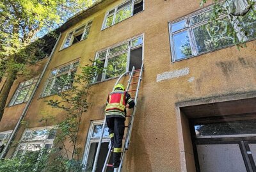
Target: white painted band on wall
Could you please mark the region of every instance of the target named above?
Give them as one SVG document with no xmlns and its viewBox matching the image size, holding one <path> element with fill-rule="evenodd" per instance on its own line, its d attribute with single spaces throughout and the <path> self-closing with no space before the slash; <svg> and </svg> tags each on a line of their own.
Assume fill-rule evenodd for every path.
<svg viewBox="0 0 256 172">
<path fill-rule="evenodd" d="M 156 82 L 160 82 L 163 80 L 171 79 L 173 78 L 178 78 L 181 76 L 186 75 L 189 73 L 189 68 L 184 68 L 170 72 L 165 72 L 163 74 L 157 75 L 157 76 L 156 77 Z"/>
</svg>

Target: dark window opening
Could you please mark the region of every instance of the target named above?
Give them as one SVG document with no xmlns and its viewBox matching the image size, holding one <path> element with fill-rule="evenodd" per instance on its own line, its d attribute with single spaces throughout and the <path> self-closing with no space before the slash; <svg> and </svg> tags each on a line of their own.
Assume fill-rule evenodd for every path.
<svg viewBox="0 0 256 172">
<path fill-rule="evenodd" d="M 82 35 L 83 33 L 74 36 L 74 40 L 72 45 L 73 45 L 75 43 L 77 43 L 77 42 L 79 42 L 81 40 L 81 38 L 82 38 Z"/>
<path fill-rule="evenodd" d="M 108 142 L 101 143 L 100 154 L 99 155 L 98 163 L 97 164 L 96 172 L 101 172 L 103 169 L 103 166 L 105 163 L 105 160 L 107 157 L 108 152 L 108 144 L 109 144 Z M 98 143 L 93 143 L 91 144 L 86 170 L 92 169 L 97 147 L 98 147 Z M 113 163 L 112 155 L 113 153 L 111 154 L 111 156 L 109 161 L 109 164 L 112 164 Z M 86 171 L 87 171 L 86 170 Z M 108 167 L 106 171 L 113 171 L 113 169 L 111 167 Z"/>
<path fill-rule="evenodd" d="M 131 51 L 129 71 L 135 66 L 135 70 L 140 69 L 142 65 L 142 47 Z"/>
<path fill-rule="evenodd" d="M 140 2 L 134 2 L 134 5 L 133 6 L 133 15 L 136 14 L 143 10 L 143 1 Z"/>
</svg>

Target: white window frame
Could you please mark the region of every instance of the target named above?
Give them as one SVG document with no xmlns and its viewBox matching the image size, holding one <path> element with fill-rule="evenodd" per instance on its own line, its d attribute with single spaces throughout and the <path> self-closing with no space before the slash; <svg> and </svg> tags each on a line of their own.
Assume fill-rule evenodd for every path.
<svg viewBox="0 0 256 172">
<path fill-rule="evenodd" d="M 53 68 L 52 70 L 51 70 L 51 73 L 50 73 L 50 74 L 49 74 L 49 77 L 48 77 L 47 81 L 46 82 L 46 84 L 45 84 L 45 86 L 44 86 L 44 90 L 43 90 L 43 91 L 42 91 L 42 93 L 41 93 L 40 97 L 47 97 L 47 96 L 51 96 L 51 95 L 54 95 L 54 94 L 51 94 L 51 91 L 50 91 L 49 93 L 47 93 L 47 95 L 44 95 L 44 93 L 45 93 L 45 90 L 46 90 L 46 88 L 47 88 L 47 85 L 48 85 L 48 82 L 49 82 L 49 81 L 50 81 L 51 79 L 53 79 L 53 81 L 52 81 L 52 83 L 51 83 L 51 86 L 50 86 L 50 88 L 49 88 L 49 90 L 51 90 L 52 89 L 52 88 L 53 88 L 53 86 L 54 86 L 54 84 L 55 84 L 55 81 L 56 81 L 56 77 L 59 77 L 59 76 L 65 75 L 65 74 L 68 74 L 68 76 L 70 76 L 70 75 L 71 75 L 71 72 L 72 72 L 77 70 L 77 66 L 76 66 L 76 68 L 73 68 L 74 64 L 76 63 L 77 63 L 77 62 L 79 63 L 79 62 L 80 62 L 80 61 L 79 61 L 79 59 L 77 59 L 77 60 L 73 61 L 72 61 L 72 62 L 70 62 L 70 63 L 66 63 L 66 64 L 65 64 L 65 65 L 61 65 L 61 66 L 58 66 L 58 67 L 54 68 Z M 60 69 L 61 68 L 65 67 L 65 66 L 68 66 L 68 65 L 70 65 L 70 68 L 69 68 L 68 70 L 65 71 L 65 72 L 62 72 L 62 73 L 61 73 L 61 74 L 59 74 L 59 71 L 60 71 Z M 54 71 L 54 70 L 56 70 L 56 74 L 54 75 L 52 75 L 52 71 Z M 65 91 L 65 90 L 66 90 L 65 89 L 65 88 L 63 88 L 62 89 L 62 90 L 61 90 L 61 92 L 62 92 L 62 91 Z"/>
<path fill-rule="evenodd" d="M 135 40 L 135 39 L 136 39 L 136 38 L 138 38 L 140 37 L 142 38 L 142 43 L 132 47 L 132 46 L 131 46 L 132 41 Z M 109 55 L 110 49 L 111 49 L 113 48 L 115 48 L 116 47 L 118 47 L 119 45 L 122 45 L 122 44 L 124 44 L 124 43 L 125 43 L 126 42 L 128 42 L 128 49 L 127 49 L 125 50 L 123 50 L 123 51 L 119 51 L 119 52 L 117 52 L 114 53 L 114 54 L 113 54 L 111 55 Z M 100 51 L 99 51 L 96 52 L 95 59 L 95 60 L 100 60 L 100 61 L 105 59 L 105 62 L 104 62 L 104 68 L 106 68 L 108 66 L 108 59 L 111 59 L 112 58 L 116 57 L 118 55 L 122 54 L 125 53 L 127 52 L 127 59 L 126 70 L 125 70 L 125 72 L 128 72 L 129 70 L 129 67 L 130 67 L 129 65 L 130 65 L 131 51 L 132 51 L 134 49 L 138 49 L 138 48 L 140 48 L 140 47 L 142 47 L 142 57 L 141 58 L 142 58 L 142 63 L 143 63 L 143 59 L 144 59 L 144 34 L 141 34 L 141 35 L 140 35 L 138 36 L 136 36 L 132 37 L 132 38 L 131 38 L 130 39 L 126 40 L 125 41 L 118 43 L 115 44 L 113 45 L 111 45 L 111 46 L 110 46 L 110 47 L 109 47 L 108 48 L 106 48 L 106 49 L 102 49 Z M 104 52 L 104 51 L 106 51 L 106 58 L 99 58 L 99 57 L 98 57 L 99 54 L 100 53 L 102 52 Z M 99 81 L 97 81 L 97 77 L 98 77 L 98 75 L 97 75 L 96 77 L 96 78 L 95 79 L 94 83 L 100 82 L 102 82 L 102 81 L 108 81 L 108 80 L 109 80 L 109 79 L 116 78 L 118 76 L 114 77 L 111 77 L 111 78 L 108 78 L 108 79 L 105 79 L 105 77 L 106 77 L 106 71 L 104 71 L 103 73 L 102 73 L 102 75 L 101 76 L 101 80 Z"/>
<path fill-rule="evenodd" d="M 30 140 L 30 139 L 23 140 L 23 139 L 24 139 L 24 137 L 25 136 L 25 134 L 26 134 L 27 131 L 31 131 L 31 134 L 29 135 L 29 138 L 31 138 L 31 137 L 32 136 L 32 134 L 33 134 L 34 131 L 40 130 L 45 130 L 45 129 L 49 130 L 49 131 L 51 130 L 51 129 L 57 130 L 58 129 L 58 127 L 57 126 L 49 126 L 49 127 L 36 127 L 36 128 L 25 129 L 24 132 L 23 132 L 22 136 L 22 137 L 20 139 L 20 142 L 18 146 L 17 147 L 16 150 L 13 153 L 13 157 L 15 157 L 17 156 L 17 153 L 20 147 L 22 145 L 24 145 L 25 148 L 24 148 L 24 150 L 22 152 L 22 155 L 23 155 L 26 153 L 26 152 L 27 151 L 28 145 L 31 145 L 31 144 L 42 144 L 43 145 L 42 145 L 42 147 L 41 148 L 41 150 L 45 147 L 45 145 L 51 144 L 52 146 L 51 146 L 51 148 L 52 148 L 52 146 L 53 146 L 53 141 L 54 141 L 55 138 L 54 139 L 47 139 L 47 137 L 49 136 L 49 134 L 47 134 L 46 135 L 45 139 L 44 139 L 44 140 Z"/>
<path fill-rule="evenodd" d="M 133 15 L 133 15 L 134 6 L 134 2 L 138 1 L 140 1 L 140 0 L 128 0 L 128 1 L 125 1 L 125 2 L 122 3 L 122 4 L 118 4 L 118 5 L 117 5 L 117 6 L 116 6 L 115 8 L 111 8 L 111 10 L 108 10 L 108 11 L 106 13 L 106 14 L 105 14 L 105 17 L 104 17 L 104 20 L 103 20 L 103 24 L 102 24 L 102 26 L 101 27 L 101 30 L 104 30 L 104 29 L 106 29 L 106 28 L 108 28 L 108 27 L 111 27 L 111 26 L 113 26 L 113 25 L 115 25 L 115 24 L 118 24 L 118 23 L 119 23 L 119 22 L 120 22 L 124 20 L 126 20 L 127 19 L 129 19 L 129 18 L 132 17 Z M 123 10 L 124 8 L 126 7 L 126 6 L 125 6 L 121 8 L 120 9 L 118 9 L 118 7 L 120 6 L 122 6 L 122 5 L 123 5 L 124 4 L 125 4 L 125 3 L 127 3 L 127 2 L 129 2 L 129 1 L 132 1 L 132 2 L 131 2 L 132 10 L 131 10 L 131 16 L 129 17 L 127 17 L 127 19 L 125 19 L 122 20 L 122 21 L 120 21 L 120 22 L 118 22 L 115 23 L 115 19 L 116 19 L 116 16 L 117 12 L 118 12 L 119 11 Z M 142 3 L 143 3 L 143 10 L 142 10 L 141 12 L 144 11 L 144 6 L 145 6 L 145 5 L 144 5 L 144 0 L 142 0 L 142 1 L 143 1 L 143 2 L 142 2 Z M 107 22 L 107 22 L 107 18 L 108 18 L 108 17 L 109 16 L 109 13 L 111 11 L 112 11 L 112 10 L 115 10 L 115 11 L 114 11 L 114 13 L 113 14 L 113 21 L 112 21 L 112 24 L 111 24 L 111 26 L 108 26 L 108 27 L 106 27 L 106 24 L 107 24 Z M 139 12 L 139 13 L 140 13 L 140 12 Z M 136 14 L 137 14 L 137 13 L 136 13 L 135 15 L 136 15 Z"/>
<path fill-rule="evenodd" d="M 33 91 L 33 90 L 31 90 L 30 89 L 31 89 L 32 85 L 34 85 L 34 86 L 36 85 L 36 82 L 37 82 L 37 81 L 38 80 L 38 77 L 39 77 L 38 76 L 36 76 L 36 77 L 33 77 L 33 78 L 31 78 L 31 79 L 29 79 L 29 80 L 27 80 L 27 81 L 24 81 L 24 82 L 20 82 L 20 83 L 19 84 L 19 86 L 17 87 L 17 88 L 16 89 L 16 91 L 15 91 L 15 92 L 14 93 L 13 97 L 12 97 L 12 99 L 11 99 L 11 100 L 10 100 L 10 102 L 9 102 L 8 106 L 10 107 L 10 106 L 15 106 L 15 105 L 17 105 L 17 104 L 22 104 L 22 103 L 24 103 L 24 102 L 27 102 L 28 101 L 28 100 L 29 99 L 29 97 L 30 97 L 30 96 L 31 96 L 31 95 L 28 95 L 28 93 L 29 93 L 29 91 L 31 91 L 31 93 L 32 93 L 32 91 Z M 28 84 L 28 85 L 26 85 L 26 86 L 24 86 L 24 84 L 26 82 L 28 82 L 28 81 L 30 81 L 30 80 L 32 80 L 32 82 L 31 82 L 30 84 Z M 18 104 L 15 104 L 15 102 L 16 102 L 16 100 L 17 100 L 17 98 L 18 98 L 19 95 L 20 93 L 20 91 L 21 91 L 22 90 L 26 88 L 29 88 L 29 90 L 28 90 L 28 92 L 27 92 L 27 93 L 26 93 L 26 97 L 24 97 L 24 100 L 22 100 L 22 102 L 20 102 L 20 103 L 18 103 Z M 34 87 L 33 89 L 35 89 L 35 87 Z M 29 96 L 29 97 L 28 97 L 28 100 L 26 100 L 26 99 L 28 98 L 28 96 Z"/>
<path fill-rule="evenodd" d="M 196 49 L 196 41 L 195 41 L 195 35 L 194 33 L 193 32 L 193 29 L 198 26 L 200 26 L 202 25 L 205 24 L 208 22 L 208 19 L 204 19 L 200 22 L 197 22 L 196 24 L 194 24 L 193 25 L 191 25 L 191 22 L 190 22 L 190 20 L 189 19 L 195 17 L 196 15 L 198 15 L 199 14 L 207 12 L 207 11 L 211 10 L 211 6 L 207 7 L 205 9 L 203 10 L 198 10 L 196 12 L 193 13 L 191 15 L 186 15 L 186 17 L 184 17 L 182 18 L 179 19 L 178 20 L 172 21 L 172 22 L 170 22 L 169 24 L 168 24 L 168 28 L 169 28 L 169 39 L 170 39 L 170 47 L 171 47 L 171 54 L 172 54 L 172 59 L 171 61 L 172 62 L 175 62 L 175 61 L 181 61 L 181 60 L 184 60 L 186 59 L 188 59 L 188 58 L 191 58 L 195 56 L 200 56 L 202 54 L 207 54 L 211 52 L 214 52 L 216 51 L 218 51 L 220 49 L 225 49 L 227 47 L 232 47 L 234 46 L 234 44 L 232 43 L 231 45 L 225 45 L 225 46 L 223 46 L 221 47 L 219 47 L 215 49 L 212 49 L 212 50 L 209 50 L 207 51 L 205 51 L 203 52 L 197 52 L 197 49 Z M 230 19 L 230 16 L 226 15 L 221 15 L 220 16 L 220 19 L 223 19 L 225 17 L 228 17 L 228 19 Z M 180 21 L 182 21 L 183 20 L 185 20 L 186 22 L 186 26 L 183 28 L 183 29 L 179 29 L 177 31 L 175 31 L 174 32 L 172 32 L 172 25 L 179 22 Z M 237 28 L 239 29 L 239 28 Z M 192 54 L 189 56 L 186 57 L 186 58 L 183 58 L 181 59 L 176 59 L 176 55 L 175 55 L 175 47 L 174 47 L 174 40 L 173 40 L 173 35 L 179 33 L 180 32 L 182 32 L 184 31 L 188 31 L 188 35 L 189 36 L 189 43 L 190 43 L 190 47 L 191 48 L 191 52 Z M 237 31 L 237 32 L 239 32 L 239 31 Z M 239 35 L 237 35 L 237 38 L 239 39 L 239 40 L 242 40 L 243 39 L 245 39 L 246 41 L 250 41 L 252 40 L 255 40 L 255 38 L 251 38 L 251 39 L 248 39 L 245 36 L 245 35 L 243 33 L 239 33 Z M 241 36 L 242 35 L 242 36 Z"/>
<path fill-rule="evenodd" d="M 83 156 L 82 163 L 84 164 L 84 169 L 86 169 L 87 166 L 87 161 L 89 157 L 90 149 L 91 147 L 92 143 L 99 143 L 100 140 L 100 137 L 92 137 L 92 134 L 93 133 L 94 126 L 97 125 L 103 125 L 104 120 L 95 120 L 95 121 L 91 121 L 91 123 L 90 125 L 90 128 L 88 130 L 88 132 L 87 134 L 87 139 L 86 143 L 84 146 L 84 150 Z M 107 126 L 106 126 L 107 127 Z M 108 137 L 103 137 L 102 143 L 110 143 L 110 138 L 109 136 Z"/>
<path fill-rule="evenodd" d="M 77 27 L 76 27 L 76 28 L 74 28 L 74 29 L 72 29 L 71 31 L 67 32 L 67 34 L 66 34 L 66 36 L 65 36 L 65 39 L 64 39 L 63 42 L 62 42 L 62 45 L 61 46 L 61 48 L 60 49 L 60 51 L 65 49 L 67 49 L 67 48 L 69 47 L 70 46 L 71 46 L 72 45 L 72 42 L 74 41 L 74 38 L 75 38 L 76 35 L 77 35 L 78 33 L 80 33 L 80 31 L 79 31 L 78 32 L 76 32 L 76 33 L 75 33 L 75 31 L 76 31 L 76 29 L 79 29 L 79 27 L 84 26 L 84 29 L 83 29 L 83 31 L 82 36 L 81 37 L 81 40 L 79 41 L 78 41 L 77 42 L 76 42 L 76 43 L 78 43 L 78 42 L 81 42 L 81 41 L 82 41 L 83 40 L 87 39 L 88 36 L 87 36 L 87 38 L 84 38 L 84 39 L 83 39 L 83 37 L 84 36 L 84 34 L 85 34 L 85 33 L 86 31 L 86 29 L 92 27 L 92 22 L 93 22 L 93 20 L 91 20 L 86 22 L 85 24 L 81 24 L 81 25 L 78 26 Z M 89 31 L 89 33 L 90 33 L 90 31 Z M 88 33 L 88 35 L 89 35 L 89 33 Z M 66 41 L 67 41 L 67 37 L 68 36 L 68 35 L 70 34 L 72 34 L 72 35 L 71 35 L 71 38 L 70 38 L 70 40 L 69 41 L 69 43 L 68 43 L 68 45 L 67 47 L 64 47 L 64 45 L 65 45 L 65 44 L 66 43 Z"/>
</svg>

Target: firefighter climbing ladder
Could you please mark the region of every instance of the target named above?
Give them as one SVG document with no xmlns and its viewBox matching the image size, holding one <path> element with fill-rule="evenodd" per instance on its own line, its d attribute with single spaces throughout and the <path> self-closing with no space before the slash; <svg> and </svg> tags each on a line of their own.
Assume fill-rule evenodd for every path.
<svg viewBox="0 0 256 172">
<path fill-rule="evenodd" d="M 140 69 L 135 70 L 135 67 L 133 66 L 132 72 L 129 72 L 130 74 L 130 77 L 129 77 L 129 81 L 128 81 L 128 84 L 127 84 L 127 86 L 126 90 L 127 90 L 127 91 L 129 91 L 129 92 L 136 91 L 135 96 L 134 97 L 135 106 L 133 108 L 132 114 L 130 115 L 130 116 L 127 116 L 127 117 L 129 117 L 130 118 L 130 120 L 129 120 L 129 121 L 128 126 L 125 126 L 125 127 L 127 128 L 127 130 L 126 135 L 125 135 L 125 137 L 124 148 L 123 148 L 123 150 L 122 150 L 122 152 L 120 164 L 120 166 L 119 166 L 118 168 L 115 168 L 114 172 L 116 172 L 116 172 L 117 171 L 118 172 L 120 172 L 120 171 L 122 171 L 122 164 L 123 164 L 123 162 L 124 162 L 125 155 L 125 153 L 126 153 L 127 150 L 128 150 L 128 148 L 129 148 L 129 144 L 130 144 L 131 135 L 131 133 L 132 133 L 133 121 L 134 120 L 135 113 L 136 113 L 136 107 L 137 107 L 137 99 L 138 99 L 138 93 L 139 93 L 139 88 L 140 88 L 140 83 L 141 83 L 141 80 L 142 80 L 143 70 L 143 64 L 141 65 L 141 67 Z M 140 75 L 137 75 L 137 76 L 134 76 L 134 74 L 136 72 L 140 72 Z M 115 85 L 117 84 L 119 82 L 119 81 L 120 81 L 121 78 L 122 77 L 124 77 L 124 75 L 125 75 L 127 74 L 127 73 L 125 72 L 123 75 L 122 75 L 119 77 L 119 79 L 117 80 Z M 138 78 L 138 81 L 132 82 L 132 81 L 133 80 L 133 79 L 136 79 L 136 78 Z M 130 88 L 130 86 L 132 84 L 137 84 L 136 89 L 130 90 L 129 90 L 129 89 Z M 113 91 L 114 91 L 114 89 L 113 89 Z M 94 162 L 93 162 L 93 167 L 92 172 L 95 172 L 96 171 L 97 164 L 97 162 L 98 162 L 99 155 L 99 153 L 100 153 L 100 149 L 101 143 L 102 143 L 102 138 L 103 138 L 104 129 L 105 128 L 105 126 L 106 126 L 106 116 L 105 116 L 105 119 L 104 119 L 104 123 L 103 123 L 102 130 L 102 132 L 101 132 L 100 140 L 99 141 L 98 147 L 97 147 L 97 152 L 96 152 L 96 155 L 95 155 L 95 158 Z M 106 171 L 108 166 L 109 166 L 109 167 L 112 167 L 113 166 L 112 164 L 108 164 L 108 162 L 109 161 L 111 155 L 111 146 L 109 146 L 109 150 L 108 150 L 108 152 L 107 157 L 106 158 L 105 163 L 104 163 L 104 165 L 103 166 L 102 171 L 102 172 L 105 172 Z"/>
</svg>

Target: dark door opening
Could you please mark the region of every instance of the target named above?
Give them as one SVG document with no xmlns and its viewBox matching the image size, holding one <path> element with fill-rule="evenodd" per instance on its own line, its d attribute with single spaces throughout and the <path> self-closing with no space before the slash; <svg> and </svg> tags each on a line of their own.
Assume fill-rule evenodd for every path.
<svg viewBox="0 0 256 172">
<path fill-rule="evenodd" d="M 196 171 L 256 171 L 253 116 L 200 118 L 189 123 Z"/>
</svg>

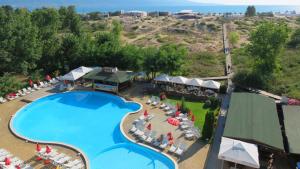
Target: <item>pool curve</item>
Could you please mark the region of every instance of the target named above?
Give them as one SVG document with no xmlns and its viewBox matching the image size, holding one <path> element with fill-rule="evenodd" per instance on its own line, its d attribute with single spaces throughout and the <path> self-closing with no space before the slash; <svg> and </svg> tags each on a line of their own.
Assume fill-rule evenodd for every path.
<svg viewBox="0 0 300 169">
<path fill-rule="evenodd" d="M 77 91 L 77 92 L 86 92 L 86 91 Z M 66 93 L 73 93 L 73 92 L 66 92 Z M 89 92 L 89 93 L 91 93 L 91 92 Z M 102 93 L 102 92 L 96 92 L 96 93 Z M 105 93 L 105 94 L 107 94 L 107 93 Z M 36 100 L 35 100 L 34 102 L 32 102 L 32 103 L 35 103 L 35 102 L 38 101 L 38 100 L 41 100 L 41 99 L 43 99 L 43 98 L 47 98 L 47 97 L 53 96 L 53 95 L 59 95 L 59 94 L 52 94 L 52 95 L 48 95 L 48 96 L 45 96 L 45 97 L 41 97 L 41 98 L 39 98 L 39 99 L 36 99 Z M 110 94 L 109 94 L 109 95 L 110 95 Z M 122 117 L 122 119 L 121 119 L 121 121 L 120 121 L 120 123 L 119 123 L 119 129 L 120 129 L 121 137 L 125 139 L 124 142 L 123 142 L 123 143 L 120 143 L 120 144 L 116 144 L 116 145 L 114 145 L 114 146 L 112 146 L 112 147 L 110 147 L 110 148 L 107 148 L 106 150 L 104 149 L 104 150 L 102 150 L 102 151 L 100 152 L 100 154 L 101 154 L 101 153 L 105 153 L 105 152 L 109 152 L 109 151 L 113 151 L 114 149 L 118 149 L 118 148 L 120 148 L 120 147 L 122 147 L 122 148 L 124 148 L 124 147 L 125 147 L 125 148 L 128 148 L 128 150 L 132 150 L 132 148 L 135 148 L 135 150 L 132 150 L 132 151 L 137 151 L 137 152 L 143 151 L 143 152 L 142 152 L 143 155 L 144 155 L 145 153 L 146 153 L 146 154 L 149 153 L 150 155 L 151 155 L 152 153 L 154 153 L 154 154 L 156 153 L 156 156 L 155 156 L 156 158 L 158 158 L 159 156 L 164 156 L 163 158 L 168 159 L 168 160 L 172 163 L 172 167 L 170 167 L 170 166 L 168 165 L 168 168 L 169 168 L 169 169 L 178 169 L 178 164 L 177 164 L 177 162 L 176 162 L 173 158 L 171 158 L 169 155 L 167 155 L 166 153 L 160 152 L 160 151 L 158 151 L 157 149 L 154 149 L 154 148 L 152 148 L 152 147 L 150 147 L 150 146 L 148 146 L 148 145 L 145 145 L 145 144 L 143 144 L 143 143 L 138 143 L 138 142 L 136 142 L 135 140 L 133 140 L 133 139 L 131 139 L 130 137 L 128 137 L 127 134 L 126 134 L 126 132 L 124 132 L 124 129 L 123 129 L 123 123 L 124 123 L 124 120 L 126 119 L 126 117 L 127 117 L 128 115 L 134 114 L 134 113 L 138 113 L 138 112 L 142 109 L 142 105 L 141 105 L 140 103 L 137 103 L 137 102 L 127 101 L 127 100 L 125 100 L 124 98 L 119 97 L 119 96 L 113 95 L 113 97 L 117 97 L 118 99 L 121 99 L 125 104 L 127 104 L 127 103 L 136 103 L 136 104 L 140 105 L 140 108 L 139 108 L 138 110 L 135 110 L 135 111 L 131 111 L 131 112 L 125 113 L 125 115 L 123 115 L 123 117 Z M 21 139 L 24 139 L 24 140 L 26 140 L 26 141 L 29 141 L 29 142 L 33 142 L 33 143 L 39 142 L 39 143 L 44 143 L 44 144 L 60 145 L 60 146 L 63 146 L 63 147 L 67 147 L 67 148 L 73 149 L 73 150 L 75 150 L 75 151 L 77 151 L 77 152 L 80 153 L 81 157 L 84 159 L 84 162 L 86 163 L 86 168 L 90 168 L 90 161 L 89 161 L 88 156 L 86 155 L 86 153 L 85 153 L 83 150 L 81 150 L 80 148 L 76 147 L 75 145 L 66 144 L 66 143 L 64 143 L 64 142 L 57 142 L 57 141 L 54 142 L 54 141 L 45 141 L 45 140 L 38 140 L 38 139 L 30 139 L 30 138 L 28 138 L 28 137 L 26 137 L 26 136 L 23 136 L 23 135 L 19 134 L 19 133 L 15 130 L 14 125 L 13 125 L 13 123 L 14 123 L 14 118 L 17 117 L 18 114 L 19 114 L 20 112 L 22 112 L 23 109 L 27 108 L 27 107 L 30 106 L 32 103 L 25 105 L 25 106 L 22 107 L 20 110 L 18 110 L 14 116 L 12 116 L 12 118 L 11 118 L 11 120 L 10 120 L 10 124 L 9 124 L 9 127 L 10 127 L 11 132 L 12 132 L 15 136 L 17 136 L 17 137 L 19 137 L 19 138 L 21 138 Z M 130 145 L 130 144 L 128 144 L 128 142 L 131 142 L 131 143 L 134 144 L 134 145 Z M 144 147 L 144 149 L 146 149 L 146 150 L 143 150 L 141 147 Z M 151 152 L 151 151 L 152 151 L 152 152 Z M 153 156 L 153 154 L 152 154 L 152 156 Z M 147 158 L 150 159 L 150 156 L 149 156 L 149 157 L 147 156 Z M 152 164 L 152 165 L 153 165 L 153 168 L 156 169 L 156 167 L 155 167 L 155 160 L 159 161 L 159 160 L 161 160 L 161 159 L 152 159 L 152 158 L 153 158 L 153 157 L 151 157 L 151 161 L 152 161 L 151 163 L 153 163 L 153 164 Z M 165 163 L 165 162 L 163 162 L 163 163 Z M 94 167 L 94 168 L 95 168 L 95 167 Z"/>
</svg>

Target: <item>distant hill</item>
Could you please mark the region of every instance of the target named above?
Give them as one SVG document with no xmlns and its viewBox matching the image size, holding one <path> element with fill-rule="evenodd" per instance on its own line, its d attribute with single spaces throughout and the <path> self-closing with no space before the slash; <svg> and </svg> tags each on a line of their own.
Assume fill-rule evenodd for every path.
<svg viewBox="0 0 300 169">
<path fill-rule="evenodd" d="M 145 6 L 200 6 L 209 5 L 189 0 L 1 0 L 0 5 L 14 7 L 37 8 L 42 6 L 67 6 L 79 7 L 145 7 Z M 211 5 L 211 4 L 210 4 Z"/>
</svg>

SET TASK: Swap "instance" for "occurrence" in the lines that begin at the one containing "Target: <item>distant hill</item>" and run through the last line, then write out only those lines with nothing else changed.

FULL ANSWER:
Target: <item>distant hill</item>
Could you please mark the region of every occurrence of the target named above?
Give them as one SVG document with no xmlns and its viewBox matching the image size, holding one <path> element with fill-rule="evenodd" per occurrence on its own line, its d attribute with single spaces throughout and the <path> self-closing with no space before the slash; <svg> and </svg> tags each on a line of their own.
Assume fill-rule evenodd for every path.
<svg viewBox="0 0 300 169">
<path fill-rule="evenodd" d="M 145 6 L 200 6 L 209 5 L 189 0 L 1 0 L 0 5 L 14 7 L 37 8 L 42 6 L 67 6 L 79 7 L 145 7 Z M 211 5 L 211 4 L 210 4 Z"/>
</svg>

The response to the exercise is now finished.